**WHAT IS BEING ASKED**
Would you output each record exactly as it stands?

(Referring expression data)
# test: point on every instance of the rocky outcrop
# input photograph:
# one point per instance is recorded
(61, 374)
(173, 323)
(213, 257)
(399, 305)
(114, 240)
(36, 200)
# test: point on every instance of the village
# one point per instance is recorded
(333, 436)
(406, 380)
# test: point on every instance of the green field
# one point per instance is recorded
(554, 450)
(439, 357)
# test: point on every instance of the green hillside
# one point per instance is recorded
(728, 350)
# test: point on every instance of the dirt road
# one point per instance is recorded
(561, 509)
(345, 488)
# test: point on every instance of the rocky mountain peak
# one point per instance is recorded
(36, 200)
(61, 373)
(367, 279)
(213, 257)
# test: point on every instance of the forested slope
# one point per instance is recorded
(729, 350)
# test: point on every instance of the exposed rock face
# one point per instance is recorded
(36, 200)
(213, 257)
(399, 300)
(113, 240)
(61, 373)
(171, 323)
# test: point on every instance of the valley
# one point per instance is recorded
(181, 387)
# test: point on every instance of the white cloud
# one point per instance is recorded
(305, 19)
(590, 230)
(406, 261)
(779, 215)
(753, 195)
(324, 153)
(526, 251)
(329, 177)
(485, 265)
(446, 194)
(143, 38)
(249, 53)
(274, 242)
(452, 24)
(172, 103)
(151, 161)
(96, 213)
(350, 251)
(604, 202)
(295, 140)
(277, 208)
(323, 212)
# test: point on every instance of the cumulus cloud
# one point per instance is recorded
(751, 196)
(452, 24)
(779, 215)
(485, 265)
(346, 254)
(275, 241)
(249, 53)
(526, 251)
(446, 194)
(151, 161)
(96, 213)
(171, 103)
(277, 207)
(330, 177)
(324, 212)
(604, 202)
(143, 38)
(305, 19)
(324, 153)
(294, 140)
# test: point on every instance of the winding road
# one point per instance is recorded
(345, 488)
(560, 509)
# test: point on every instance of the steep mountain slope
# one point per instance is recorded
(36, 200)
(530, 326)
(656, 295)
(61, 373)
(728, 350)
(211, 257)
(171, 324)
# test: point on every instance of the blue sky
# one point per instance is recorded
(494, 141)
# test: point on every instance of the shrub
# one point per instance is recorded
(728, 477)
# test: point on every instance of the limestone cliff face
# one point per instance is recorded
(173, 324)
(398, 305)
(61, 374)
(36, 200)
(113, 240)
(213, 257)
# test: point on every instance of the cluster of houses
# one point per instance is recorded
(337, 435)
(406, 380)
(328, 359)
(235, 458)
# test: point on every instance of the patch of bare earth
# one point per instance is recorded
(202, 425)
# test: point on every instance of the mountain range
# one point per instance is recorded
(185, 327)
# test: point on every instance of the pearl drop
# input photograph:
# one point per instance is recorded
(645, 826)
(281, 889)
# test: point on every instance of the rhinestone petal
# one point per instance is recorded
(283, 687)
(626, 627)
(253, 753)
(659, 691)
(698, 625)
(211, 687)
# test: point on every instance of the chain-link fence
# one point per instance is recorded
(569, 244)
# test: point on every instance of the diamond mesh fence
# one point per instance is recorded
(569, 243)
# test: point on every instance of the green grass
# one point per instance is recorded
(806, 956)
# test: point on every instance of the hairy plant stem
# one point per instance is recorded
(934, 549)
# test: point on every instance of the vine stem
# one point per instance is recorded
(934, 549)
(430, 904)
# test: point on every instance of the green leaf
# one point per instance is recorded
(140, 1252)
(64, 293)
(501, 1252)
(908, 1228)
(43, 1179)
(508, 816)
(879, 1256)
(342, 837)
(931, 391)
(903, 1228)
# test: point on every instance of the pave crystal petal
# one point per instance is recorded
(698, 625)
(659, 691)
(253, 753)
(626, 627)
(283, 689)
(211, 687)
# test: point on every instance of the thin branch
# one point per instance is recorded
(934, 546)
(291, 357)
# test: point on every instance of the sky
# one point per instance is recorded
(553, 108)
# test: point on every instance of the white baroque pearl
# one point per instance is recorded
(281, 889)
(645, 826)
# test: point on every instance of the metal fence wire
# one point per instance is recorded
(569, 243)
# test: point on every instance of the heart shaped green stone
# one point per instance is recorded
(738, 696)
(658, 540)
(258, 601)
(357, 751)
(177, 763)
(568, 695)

**RESPONSE BELOW**
# test: point on every instance of the rocky outcrop
# input photograph:
# one point per instance is recorded
(61, 374)
(173, 323)
(213, 257)
(399, 305)
(114, 240)
(36, 200)
# test: point on every instance of the village
# one point per instance is recorded
(333, 436)
(406, 380)
# test: point on every instance of the green field
# one point per instance is recorded
(554, 450)
(439, 357)
# test: point on every instance of the green hillside
# one point per instance is recorded
(728, 350)
# test: point on every instance of the dirt road
# one point per instance is recorded
(561, 509)
(345, 488)
# test: point on every instance of the rocky mountain peak
# one point per instance is recorded
(36, 200)
(61, 373)
(367, 279)
(213, 257)
# test: point on every instance of the forested slope
# one point per instance is recorded
(729, 350)
# test: point on every instance of the exposed rock face
# one point per instance is recorded
(36, 200)
(213, 257)
(399, 300)
(113, 240)
(61, 373)
(171, 323)
# test: point on every instance of the valley
# one point per instance is recorded
(181, 387)
# test: point on every instance of the white cloud
# one point per instance is recorded
(305, 19)
(590, 230)
(406, 261)
(779, 215)
(753, 195)
(324, 153)
(526, 251)
(329, 177)
(485, 265)
(446, 194)
(143, 38)
(249, 53)
(274, 242)
(452, 24)
(172, 103)
(151, 161)
(96, 213)
(350, 251)
(604, 202)
(295, 140)
(277, 208)
(323, 212)
# test: point on every instance of the cumulus cloud
# one point per instance is recorded
(751, 196)
(452, 24)
(779, 215)
(485, 265)
(346, 254)
(275, 241)
(249, 53)
(526, 251)
(446, 194)
(151, 161)
(96, 213)
(171, 103)
(277, 207)
(330, 177)
(324, 212)
(604, 202)
(143, 38)
(305, 19)
(324, 153)
(294, 140)
# test: point on every instance of the winding road
# one point per instance is recorded
(345, 488)
(560, 509)
# test: point on every instance of the steep mountain slope
# one point per instance is recorded
(36, 200)
(530, 326)
(656, 295)
(61, 373)
(728, 350)
(211, 257)
(171, 324)
# test: point on every instance of the blue sky
# one point per instance is recorded
(494, 141)
# test: point on every instance of the shrub
# one point per instance is recorded
(728, 477)
# test: point on every instance of the limestone cliff face
# one point per instance is recorded
(173, 324)
(398, 305)
(61, 374)
(36, 200)
(113, 240)
(213, 257)
# test: point on every instance of the cluster of houses
# one point per instance is recorded
(337, 435)
(406, 380)
(328, 359)
(235, 458)
# test: point on every instance of the patch of bare earth
# one point per instance is recorded
(202, 425)
# test: point on every instance of the mountain range
# one point per instance is recorded
(185, 327)
# test: point on every instance of the pearl drop
# input photograph:
# one point per instance is recorded
(645, 826)
(281, 889)
# test: point on every instance of the rhinestone petal
# one point per instance is recorded
(283, 687)
(626, 627)
(253, 753)
(659, 691)
(698, 625)
(211, 687)
# test: point on every instance of the chain-link fence
# one point per instance is recorded
(569, 244)
# test: point on every instance of the diamond mesh fence
# one point per instance is recorded
(569, 243)
# test: point on every instance of the green grass
# one point per instance is recorded
(806, 956)
# test: point on every instance of the hairy plant stem
# one point per instance is recorded
(934, 549)
# test: point on every instance of the vine stem
# one point per instance is recorded
(934, 549)
(430, 904)
# test: point on every instance of the green leaf
# one point per instance is recorded
(140, 1252)
(64, 293)
(501, 1252)
(908, 1228)
(43, 1179)
(508, 816)
(879, 1256)
(342, 837)
(931, 391)
(903, 1228)
# test: point on every instance of the pave crystal petal
# one point per instance is recorded
(698, 625)
(659, 691)
(253, 753)
(626, 627)
(283, 689)
(211, 687)
# test: point on every instance of the thin branch
# one point per instance is recorded
(934, 546)
(291, 357)
# test: point on every instance of the sky
# one point per instance is recorded
(553, 108)
# test: point on every instance of the white baroque pearl
# one point per instance is recorded
(281, 889)
(645, 826)
# test: point on every instance of the metal fence wire
# one point per instance is recorded
(569, 243)
# test: point on every instance of the heart shaped green stone
# one point per instance is recorded
(738, 696)
(658, 540)
(258, 601)
(357, 751)
(177, 763)
(568, 695)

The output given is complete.